(Dataset records)
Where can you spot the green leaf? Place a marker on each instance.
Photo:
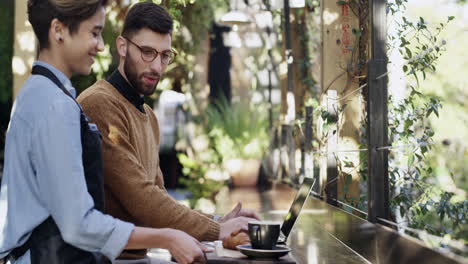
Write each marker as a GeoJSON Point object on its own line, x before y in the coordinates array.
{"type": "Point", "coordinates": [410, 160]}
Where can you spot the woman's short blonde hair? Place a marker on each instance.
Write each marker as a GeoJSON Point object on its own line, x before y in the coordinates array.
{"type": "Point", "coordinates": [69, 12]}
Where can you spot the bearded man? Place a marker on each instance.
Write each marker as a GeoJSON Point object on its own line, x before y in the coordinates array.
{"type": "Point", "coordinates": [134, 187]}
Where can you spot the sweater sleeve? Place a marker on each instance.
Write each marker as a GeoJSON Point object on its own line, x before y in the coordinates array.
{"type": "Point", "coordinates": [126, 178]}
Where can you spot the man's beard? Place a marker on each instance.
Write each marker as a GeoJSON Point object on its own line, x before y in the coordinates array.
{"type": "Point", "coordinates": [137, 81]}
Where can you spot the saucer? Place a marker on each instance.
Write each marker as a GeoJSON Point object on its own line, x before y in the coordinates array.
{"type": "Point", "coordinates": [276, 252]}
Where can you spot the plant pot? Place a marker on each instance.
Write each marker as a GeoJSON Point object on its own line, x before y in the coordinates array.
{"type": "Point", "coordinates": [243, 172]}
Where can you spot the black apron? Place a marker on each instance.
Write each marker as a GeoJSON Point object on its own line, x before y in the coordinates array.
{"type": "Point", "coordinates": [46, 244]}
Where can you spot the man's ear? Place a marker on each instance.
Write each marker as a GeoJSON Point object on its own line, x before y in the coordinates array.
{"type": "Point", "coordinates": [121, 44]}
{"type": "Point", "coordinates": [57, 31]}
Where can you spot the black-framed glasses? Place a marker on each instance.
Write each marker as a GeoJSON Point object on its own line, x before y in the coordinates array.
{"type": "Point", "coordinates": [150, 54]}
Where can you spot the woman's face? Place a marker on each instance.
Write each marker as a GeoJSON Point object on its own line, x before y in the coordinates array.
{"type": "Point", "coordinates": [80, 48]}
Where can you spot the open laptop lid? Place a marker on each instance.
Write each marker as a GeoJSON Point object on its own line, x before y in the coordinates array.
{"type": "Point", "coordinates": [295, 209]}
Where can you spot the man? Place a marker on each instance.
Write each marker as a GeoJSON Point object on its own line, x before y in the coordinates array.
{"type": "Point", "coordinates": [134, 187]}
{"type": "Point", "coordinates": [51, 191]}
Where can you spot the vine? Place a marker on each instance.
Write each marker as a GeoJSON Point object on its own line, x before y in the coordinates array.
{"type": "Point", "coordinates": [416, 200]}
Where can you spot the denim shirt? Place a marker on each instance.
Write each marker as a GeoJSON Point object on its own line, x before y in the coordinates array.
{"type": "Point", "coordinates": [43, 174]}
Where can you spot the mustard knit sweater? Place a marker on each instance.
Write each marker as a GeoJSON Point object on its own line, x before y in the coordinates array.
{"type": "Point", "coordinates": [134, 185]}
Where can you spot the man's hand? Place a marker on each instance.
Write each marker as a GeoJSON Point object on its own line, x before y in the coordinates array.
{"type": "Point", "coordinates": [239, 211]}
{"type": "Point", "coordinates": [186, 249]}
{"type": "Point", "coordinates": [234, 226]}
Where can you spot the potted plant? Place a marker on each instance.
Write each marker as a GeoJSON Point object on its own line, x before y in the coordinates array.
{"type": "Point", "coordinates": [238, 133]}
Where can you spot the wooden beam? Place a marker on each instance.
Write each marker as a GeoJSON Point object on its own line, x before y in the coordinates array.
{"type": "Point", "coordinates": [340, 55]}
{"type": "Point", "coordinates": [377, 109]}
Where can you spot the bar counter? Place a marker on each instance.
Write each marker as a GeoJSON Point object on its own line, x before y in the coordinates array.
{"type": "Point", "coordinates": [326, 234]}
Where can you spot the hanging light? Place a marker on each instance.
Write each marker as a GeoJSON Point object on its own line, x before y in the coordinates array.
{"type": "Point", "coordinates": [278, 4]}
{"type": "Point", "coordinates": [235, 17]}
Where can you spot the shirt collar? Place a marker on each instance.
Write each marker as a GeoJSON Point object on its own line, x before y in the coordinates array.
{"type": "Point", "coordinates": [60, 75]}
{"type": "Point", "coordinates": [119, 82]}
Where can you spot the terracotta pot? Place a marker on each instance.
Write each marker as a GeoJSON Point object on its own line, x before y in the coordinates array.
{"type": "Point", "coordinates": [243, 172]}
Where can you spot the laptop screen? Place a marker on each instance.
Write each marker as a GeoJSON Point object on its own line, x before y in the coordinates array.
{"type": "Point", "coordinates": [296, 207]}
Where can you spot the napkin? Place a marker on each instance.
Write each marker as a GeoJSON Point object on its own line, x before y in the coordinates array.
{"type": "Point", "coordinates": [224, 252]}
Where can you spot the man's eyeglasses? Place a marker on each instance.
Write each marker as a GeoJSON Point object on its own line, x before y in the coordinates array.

Challenge
Rewrite all of the records above, substituting "pin" for every "marker" and leaving everything else untouched. Omit the pictures from your version.

Right answer
Where can you spot the green leaf? Place a pin on each instance.
Photo:
Write each pin as a GeoJSON Point object on its own line, x before y in the coordinates array.
{"type": "Point", "coordinates": [410, 160]}
Where can you spot the woman's short blonde hair? Place a pin on each instance.
Write each pin as a GeoJSON Point object on its own line, x before y in the coordinates array.
{"type": "Point", "coordinates": [69, 12]}
Where can you spot the bearded man? Place a pin on each instance.
Write each pin as a GeoJSON Point object on its own line, x before y in the coordinates array.
{"type": "Point", "coordinates": [134, 187]}
Where can you spot the sweater sleeve? Place a pin on each instance.
Write each pin as a GeoJSON Point object on its own line, x before y in the coordinates array.
{"type": "Point", "coordinates": [126, 178]}
Where can you spot the man's beard? Place a pin on each instance.
Write each pin as a GeoJSON Point object on its own line, x before y in the coordinates array.
{"type": "Point", "coordinates": [137, 81]}
Where can you spot the saucer? Place a pin on each instance.
Write each pin as a GeoJSON Point object on its own line, x before y in the coordinates array.
{"type": "Point", "coordinates": [276, 252]}
Where can you spot the plant pot? Place a pin on each instance.
Write each pin as a GeoJSON Point object on its own line, x before y in the coordinates array.
{"type": "Point", "coordinates": [243, 172]}
Where can you spot the black apron? Place a pin on each instance.
Write each pin as a GeoJSON Point object on its own line, x before y in the coordinates array.
{"type": "Point", "coordinates": [46, 244]}
Where can you spot the man's ear? Place a pin on each instance.
Write each pin as a GeoJSON Point object on its own line, x before y in the coordinates array.
{"type": "Point", "coordinates": [121, 44]}
{"type": "Point", "coordinates": [57, 31]}
Where can you spot the black-framed glasses? Place a pin on each instance.
Write each pin as a GeoJSON Point object on its own line, x before y in the coordinates array.
{"type": "Point", "coordinates": [150, 54]}
Where can you spot the woman's face? Place a pin on each instance.
Write each pin as a GeoJSON Point object on its own line, x before y in the coordinates array.
{"type": "Point", "coordinates": [80, 48]}
Where can you spot the open laptop lid? Place a pin on each instance.
Write each pin as a GeoJSON Point object on its own line, x before y in the coordinates array.
{"type": "Point", "coordinates": [295, 209]}
Where can you spot the man? Place a pin on each instance.
Write each pin as a GeoJSON Point object on its own line, x before y in the coordinates array.
{"type": "Point", "coordinates": [134, 187]}
{"type": "Point", "coordinates": [51, 191]}
Where can you spot the vine? Place a pin on each instance.
Write each pin as a GeoJSON Point object on its own line, x before y in the coordinates array.
{"type": "Point", "coordinates": [416, 200]}
Where can you spot the denim shirt? Place a pin on each instance.
Write each pin as a GeoJSON Point object on its own line, x before y in the coordinates array.
{"type": "Point", "coordinates": [43, 174]}
Where can you spot the mustard knit sweater? Place a pin on each instance.
Write each pin as a GeoJSON Point object on its own line, x before y in the coordinates array.
{"type": "Point", "coordinates": [134, 185]}
Where can you spot the man's hand? Place a pin on each instance.
Write each pin as a GeoJSON Point object on its own line, x before y in the coordinates array.
{"type": "Point", "coordinates": [239, 211]}
{"type": "Point", "coordinates": [186, 249]}
{"type": "Point", "coordinates": [234, 226]}
Where can you spot the potted plant? Place a pin on each instance.
Write each pin as a GeoJSON Point object on its own line, x before y in the coordinates array.
{"type": "Point", "coordinates": [238, 133]}
Where can you spot the wooden beam? Place a pin on each instance.
Write each pin as a GeoJSON Point object on its own line, x before y in the coordinates array.
{"type": "Point", "coordinates": [340, 55]}
{"type": "Point", "coordinates": [377, 109]}
Where can you spot the bar counter? Place a pin on each instance.
Write each pin as a GeoJSON Point object on its own line, x before y in the coordinates array.
{"type": "Point", "coordinates": [326, 234]}
Where can you spot the hanging light? Place a pin on each instance.
Write each pin as a GeoJSON Point object on its own line, x before y in the coordinates array.
{"type": "Point", "coordinates": [278, 4]}
{"type": "Point", "coordinates": [235, 17]}
Where can you spot the shirt collar? Place a pin on each instance.
Write each pin as a GeoJSON Point object on its own line, x before y in the coordinates array.
{"type": "Point", "coordinates": [60, 75]}
{"type": "Point", "coordinates": [119, 82]}
Where can you spot the terracotta pot? Place a pin on each instance.
Write each pin as a GeoJSON Point object on its own line, x before y in the coordinates array.
{"type": "Point", "coordinates": [243, 172]}
Where can you spot the laptop screen? Place a pin on each instance.
Write each pin as a GeoJSON Point object on its own line, x before y in the coordinates array.
{"type": "Point", "coordinates": [296, 207]}
Where can you spot the napkin? Place a pin on each instance.
Write each pin as a GeoJSON Point object on its own line, x before y in the coordinates array.
{"type": "Point", "coordinates": [224, 252]}
Where can you spot the man's eyeglasses? Place a pin on each instance.
Write each pin as a GeoJSON Point object on its own line, x before y in the coordinates array.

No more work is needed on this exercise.